● TASK DIRECTIONS:
Starting with the line that contains "Crop-scouting request: mark the foliage", reproduce each line through the end of the listing below, with no other output.

[Opening INFORMATION GIVEN section]

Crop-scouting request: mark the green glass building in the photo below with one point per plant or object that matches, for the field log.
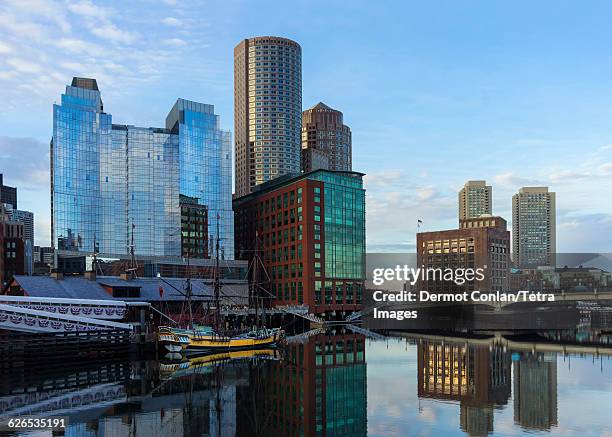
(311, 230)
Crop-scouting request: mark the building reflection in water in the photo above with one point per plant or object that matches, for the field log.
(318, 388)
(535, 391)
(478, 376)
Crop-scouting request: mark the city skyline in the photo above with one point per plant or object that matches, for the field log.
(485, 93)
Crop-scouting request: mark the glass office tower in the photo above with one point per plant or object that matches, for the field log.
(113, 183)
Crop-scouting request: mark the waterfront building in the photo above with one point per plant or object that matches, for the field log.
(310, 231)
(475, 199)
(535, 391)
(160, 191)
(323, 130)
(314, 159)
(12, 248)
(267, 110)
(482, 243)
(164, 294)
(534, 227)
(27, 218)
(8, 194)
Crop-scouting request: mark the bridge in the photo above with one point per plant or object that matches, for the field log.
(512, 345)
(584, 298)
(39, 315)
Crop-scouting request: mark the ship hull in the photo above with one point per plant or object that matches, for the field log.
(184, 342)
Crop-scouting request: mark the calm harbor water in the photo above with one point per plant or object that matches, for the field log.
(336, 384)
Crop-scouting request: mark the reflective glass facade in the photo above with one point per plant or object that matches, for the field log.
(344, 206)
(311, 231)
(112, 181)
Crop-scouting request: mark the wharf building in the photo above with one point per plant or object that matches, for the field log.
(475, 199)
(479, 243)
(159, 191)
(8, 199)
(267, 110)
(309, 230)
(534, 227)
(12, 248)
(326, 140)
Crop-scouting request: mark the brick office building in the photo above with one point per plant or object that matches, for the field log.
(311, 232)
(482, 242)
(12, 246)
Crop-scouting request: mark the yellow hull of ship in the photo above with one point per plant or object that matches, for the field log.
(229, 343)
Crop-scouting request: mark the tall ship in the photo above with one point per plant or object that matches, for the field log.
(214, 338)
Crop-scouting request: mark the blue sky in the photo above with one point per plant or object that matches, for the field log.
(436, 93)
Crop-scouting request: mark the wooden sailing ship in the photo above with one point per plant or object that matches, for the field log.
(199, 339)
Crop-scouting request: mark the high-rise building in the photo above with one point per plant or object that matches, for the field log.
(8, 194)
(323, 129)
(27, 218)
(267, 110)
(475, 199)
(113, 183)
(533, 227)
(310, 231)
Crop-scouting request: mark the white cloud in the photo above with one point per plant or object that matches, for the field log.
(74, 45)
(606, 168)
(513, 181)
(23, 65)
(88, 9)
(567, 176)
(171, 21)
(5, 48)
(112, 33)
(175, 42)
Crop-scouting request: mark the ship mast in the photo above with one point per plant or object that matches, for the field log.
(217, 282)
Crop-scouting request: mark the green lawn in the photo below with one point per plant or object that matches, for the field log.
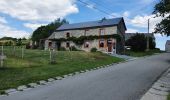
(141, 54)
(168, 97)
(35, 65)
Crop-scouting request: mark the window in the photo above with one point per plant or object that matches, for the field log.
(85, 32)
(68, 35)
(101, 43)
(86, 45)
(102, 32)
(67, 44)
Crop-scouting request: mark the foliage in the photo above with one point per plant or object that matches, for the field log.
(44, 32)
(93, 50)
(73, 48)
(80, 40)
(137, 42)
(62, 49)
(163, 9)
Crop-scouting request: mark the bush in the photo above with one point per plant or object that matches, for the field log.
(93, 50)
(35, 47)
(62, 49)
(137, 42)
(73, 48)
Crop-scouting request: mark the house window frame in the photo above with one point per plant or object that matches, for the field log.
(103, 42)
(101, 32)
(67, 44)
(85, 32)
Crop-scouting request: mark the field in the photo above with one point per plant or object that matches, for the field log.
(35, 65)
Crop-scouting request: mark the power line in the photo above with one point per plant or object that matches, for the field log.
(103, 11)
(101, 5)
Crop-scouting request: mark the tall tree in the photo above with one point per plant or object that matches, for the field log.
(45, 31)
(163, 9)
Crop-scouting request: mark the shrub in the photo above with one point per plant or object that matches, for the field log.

[Closing INFORMATION GIVEN section]

● OUTPUT BELOW:
Crop-scouting request: mark the foliage in the photo above with one point per plant or object that matches, for the field log.
(44, 32)
(93, 50)
(73, 48)
(80, 40)
(137, 42)
(62, 49)
(163, 9)
Crop-scouting request: mark the bush in the photo above with one point per plant or object that matches, for the field log.
(93, 50)
(35, 47)
(62, 49)
(137, 42)
(73, 48)
Crop-scouting request: mark the house window frame in the photo above with one point per plant or object that matches, for the field log.
(103, 42)
(101, 32)
(67, 44)
(85, 32)
Crop-scouting request: mark the field in the photo above with one point per plant or object that matches, for the field log.
(35, 65)
Crop-scouting request: mark the power line in the photo above with one point per plant or object that matches, for the field log.
(103, 11)
(101, 5)
Crop-scouting request: mark the tall tree in the photo above with one point per plant or object that matches, for the field log.
(45, 31)
(163, 9)
Crop-scouting request: mark the shrub in the photo above with one point per plant or object that matches, for the field log.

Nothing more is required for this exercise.